- _Task statement_
Please edit the entries below so that every "outer list" becomes "enclosing list", and return them in full with nothing else changed.

- _Material for this task_
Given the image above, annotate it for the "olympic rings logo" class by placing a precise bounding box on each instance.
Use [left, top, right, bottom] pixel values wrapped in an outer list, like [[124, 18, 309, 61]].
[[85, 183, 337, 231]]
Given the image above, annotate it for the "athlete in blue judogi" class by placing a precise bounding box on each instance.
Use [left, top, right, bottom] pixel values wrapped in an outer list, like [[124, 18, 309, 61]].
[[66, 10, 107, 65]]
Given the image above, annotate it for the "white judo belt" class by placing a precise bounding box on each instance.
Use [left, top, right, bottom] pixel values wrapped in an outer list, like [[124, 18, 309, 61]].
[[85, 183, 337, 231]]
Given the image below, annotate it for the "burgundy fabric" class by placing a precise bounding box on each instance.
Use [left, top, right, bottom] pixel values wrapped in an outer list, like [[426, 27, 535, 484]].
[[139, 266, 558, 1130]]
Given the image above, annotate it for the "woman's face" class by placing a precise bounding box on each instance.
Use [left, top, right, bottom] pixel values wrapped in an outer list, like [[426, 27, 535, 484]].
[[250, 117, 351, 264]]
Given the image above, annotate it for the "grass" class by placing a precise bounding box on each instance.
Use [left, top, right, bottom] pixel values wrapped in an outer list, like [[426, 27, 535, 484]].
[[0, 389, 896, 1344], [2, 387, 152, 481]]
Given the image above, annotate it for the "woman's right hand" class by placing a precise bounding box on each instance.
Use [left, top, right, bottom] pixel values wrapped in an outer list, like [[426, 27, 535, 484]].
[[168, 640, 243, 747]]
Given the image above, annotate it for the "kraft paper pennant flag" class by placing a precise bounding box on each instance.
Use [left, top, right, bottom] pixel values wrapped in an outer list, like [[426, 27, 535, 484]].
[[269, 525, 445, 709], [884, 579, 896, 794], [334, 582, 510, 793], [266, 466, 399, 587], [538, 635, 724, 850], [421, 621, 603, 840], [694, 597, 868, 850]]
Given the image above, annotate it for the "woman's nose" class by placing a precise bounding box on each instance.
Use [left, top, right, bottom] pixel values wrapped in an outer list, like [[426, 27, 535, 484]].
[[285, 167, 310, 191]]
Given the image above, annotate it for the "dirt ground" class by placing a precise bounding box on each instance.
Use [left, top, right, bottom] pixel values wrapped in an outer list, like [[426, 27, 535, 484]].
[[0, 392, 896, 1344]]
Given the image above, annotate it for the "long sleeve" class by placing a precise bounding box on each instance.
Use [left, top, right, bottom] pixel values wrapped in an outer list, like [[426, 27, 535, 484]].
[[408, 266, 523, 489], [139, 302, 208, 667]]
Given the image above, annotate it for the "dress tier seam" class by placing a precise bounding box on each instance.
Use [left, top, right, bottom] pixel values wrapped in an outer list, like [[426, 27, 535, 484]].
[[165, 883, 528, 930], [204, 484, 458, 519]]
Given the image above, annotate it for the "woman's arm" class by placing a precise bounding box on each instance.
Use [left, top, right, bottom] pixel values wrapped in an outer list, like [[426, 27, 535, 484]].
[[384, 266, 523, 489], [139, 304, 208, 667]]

- _Written answer_
Given the image above, annotate it for the "olympic rings logo" class by placing a precise bounding box on each instance.
Use [left, top, right, bottom] pixel values wrapped in an enclosing list, like [[124, 18, 309, 61]].
[[85, 183, 337, 231]]
Given the image above, annotate it for the "athlete in blue judogi" class by placing a precise bounding box on each instance.
Use [left, top, right, bottom] pixel values wrapped in an enclosing list, like [[124, 18, 309, 61]].
[[66, 10, 107, 65]]
Given the image above, annotate it for the "white judo belt" class by placing a precise bounding box on each instance.
Use [left, top, right, bottom] pixel values wrapped in an enclosing list, like [[124, 18, 309, 61]].
[[85, 183, 337, 231]]
Given the image below, annotate it for the "burgundy fabric" class by placing a precise bounding box on each instance.
Use [left, top, right, bottom] pixel values wrapped in an enclosing list, like [[426, 27, 535, 484]].
[[139, 266, 558, 1130]]
Given the image above, annotate it for the "woman's face" class by placing a precise bounding box on each instance.
Use [left, top, right, bottom] pixel values wrapped in an enclosing list, like [[426, 27, 535, 484]].
[[250, 117, 351, 264]]
Given the image above, annotate it for the "grass" class by placing a precise bounding box on each instance.
Use [left, top, right, bottom] pixel values wrapped in an enclosing list, like [[426, 27, 535, 484]].
[[0, 389, 896, 1344], [2, 387, 152, 481]]
Given the image above, annotate it for the "woman's right hand" class by placing a precise bounding box on each instance.
Use [left, top, right, bottom] pixel values wrapped in an enclosing list, like [[426, 27, 535, 484]].
[[168, 640, 243, 747]]
Given the image above, annotate it for the "kraft paper pennant flag" class by placing a precise bounding box on each instance.
Use [left, top, right, bottom] pixel values wrapped in an enclosing list, like [[426, 27, 535, 484]].
[[269, 525, 445, 709], [884, 579, 896, 794], [334, 582, 510, 793], [266, 466, 399, 587], [538, 635, 724, 850], [421, 621, 603, 840], [694, 597, 868, 850]]
Given the image above, annotate it for the "woman's nose" class by placing a precise bounding box on each instance.
Use [left, top, right, bottom] pixel values wrapped in an enclosing list, like [[426, 27, 535, 484]].
[[285, 167, 310, 191]]
Given the image above, annotate it for the "dirt ground" class by placing a precise bounding box on each instance.
Use [left, top, right, bottom] pixel values wrapped in an enclosing list, like [[426, 27, 535, 484]].
[[0, 392, 896, 1344]]
Given the image above, annotate it for the "long sleeve" class by placing a precise bounding box on each instance.
Use [left, top, right, bottom] pixel values wrapped in an enclosing list, like [[426, 27, 535, 484]].
[[408, 266, 523, 489], [139, 302, 208, 667]]
Given the image above, annotate it for the "dress tier seam" class by placing a precise bounding box on each instance.
Use [left, top, right, bottom] pixel values wrapped in an enclosing list, like [[426, 27, 535, 484]].
[[165, 883, 528, 930], [204, 484, 458, 519]]
Given the image above, annotate it for the "woman's arm" class by placing a precise bounding box on each instance.
Use [left, top, right, bottom] pixel values wrapped in an enclosing list, like [[426, 27, 535, 484]].
[[384, 266, 523, 489], [139, 304, 208, 667]]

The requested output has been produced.